### Exercise description
Every line from the one containing "Exercise. Point to the bunny nose" through the last line below should be reproduced exactly; please include nothing else.

Records drawn from a dataset:
+-------+

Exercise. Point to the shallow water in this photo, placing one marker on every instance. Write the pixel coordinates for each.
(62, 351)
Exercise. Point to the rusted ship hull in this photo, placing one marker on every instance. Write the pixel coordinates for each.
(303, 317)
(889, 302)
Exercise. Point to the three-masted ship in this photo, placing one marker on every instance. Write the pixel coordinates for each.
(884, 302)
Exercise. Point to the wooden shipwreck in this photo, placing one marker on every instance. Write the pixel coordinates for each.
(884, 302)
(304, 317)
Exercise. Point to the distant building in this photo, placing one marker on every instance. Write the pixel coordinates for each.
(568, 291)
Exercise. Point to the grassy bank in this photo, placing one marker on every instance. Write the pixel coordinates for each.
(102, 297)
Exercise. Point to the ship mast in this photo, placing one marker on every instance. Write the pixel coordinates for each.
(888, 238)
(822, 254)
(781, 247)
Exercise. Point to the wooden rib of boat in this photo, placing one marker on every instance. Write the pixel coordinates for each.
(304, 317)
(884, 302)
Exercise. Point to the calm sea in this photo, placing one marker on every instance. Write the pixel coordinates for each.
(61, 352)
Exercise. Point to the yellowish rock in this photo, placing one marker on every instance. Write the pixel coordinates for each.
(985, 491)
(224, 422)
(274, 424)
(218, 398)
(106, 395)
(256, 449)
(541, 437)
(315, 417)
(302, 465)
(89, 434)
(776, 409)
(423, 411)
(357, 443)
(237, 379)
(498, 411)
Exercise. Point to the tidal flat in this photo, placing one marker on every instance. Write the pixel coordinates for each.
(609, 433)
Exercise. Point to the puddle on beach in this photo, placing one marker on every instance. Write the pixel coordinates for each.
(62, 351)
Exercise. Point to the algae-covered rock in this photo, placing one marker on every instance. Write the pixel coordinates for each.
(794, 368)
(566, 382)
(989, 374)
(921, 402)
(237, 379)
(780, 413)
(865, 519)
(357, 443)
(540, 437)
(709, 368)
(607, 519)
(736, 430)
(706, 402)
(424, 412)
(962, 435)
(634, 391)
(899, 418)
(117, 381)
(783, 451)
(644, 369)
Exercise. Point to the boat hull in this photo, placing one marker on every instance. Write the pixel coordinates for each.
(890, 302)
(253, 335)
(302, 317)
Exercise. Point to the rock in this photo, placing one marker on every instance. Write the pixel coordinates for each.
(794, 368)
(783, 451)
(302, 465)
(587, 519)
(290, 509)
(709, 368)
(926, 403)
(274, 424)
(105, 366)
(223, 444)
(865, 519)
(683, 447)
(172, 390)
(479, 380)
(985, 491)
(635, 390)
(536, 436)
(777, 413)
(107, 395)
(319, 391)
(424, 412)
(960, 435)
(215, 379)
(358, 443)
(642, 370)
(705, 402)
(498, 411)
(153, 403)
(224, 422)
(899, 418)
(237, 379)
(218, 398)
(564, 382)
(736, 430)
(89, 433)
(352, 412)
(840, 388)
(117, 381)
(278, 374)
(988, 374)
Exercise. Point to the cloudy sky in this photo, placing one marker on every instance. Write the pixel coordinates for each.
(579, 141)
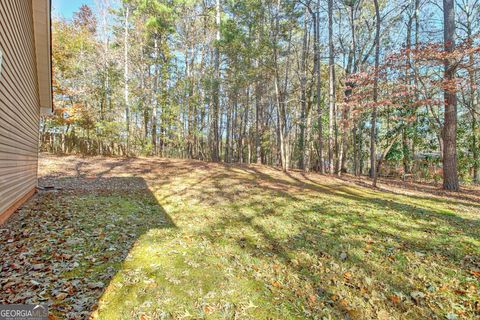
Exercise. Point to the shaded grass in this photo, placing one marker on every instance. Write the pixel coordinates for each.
(206, 241)
(253, 243)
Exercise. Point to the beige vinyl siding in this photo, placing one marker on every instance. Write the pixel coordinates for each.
(19, 102)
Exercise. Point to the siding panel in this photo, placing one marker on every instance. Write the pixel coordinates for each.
(19, 103)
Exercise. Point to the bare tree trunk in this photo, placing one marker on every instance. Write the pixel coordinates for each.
(450, 175)
(303, 97)
(216, 90)
(331, 87)
(125, 78)
(373, 169)
(318, 70)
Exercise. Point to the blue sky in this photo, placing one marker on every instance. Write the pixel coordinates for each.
(66, 8)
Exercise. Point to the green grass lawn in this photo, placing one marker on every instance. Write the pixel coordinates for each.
(250, 243)
(204, 241)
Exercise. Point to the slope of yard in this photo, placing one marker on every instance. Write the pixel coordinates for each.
(172, 239)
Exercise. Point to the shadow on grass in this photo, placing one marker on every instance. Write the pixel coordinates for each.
(285, 221)
(90, 224)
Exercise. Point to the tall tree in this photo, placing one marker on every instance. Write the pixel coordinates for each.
(450, 174)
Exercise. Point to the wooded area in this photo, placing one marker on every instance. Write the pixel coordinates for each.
(362, 87)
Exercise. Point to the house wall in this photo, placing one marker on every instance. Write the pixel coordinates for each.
(19, 105)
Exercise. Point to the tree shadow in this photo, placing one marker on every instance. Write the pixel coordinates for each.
(78, 233)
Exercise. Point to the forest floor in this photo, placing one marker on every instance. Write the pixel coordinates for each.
(150, 238)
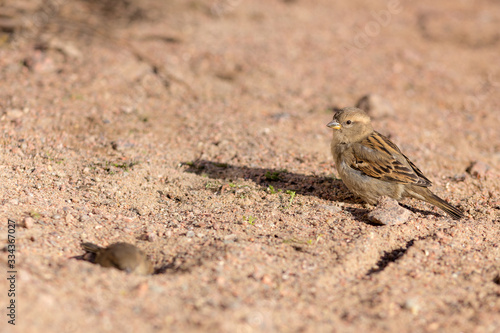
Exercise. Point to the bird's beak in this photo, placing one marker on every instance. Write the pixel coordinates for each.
(333, 124)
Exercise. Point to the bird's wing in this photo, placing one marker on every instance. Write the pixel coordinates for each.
(377, 157)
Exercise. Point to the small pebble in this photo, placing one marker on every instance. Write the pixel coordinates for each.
(28, 222)
(389, 212)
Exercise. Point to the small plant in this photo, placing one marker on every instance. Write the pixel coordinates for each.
(222, 165)
(292, 196)
(275, 175)
(212, 185)
(35, 215)
(272, 190)
(250, 219)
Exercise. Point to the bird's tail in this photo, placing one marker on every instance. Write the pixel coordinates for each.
(453, 211)
(89, 247)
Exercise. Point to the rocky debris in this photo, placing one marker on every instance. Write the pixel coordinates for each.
(389, 212)
(478, 169)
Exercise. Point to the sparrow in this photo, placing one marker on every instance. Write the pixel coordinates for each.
(124, 256)
(371, 166)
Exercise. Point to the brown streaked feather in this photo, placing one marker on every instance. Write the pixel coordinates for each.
(377, 157)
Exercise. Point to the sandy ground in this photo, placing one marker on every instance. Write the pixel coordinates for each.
(196, 131)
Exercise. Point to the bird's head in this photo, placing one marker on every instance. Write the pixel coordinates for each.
(350, 125)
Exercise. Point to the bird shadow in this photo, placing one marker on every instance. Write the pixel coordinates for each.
(326, 188)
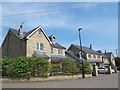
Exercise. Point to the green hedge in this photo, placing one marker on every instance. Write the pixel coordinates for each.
(25, 67)
(70, 67)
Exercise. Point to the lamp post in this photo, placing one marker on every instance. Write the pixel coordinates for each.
(83, 73)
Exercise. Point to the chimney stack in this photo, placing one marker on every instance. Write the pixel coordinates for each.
(21, 31)
(90, 46)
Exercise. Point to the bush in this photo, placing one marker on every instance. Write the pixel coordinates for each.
(87, 68)
(42, 67)
(70, 67)
(20, 68)
(25, 67)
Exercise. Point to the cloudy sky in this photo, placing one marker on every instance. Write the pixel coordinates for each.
(99, 21)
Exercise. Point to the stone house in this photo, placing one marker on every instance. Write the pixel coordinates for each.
(33, 43)
(92, 56)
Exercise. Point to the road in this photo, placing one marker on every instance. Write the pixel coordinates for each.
(102, 81)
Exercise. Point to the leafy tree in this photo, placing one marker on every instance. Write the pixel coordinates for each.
(20, 68)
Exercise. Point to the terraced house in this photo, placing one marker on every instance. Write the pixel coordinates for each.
(33, 43)
(92, 56)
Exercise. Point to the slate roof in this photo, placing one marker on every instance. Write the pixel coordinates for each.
(87, 49)
(16, 32)
(41, 54)
(57, 58)
(25, 33)
(57, 45)
(72, 55)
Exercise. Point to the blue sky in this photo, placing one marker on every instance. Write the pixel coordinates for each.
(99, 21)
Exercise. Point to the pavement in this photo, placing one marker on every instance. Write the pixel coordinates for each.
(102, 81)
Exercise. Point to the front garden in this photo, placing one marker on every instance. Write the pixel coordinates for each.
(37, 67)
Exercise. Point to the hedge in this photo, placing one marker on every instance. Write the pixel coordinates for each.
(27, 67)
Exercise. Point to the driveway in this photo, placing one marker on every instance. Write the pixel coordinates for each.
(102, 81)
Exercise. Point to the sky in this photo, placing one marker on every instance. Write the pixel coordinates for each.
(99, 21)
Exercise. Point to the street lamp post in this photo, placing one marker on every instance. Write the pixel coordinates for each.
(83, 73)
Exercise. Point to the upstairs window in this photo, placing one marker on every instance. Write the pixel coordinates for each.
(52, 51)
(89, 55)
(94, 56)
(41, 46)
(37, 46)
(98, 56)
(59, 51)
(39, 33)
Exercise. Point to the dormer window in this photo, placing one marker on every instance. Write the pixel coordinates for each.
(53, 39)
(39, 33)
(40, 46)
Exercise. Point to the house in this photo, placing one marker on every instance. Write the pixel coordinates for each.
(110, 58)
(33, 43)
(88, 54)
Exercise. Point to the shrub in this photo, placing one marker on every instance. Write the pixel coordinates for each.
(25, 67)
(42, 67)
(20, 68)
(70, 67)
(87, 68)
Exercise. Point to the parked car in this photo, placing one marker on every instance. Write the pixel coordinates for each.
(104, 70)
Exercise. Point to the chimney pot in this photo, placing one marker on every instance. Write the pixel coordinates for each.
(90, 46)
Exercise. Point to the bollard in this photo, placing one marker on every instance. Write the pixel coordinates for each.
(95, 70)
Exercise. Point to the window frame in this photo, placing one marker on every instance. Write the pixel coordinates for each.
(41, 47)
(52, 50)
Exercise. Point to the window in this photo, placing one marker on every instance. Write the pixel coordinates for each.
(39, 33)
(41, 46)
(59, 51)
(94, 56)
(52, 51)
(89, 55)
(37, 46)
(98, 56)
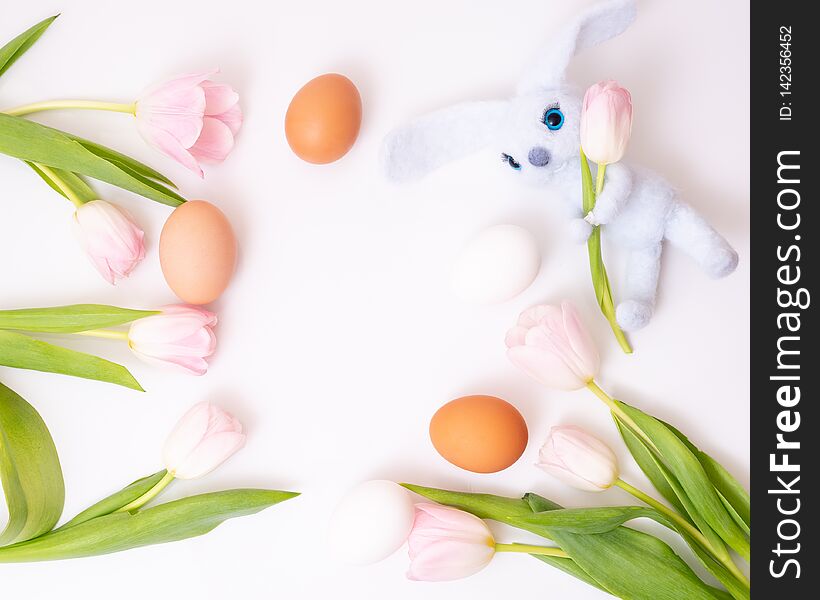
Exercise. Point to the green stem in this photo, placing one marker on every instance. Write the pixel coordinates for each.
(108, 334)
(721, 556)
(599, 180)
(63, 187)
(34, 107)
(600, 280)
(528, 549)
(149, 495)
(619, 412)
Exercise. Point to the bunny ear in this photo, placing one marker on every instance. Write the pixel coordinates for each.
(423, 145)
(600, 23)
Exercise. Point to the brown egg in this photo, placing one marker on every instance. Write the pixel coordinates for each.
(323, 119)
(197, 252)
(483, 434)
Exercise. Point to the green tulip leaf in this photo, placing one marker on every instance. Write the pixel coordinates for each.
(117, 500)
(123, 161)
(731, 492)
(657, 475)
(69, 319)
(23, 352)
(19, 45)
(74, 182)
(29, 471)
(645, 569)
(33, 142)
(590, 520)
(699, 495)
(169, 522)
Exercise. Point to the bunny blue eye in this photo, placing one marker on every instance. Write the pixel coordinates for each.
(511, 161)
(554, 119)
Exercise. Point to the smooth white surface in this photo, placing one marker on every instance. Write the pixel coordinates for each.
(496, 265)
(340, 337)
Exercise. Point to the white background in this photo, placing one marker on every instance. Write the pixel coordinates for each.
(338, 337)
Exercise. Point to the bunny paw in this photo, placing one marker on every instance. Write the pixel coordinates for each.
(633, 315)
(579, 230)
(721, 262)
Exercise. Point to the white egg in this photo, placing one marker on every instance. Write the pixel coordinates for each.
(371, 522)
(497, 265)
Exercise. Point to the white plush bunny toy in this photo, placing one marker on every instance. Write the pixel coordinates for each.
(537, 134)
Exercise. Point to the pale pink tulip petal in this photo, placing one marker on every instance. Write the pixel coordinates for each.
(205, 437)
(551, 345)
(111, 239)
(606, 122)
(232, 118)
(446, 544)
(579, 459)
(580, 340)
(211, 452)
(219, 98)
(214, 143)
(516, 337)
(170, 146)
(544, 367)
(190, 118)
(187, 433)
(181, 336)
(177, 113)
(448, 561)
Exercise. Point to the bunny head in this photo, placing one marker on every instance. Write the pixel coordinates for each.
(536, 133)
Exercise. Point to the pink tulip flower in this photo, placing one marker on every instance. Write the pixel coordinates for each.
(606, 122)
(551, 345)
(180, 335)
(204, 438)
(110, 237)
(191, 119)
(578, 459)
(446, 543)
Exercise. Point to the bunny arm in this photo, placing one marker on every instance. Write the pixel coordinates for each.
(617, 188)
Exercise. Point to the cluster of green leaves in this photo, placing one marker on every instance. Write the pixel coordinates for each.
(70, 157)
(33, 484)
(622, 561)
(602, 552)
(697, 486)
(22, 351)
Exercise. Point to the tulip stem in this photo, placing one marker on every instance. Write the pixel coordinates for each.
(720, 554)
(27, 109)
(65, 189)
(528, 549)
(619, 412)
(108, 334)
(149, 495)
(600, 280)
(599, 180)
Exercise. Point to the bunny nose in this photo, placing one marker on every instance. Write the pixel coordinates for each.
(539, 156)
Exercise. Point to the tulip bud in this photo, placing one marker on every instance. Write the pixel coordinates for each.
(606, 122)
(204, 438)
(190, 119)
(370, 523)
(180, 335)
(579, 459)
(447, 543)
(551, 345)
(110, 237)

+-------+

### Exercise solution
Exercise. Point to the bunny nose in this photo, placing one marker on every instance. Write the pixel coordinates for each.
(539, 156)
Exercise. Point to the tulip bud in this photo, placing one marker on every instance. Write the pixel coordinates for each.
(606, 122)
(204, 438)
(190, 119)
(370, 523)
(180, 335)
(579, 459)
(447, 543)
(551, 345)
(110, 237)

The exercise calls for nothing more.